Reproduce only the lines that begin at the line with "text and give integer pixel coordinates." and run to the end of the entries; omit every picture.

• • • • •

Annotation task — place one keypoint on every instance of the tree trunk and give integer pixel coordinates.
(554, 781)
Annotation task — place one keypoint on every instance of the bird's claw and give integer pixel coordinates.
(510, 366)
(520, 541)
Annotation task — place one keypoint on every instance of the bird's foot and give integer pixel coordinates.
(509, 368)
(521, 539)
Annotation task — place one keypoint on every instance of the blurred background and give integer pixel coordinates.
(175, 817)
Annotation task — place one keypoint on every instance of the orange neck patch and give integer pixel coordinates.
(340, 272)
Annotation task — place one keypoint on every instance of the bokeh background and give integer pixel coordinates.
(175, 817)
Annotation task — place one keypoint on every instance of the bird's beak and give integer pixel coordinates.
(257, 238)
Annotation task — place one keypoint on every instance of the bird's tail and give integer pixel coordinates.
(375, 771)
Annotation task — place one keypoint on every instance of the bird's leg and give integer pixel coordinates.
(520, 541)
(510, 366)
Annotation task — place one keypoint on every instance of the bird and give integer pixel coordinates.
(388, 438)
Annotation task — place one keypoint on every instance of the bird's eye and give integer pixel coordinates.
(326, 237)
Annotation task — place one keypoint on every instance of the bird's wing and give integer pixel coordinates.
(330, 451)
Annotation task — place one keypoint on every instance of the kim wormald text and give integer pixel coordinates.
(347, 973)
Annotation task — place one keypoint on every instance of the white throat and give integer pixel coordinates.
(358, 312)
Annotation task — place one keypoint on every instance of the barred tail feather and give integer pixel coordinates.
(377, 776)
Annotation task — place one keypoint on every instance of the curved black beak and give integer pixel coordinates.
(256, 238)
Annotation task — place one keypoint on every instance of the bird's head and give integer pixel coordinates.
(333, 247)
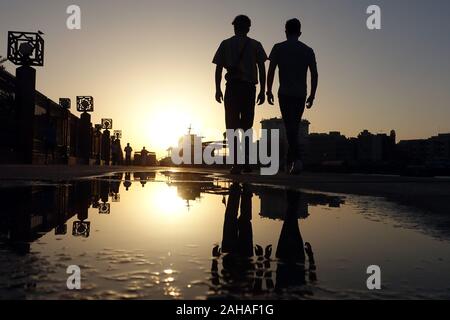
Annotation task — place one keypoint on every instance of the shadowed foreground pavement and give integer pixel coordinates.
(427, 193)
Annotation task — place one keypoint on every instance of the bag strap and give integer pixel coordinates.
(241, 54)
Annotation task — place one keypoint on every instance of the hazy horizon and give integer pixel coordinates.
(148, 63)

• • • • •

- Reply:
Annotation task — place one keypoint on every instance of the kim wormald text and give integer pixel coordinates.
(347, 973)
Annotation task — place one keypoint on every instance of the white throat and give integer pixel coordinates.
(358, 312)
Annotation task — place one keypoint on every instance of the barred tail feather and give integer pixel coordinates.
(377, 776)
Annotation task — place one keypoint on every instance of the curved black beak and give integer pixel coordinates.
(256, 238)
Annotation task — place one keypoint on every instance of the bird's head and give integer pixel coordinates.
(333, 247)
Annotation task — place one keypoint on every instance of the shadowed foreground pavement and give integer pixel coordinates.
(427, 193)
Annotation task — place one keypoint on every instance of the bag strap and give integer pixel coordinates.
(241, 54)
Annotation task — place one keypoint on every instance of the hazy horizon and give integer pixel coordinates.
(148, 63)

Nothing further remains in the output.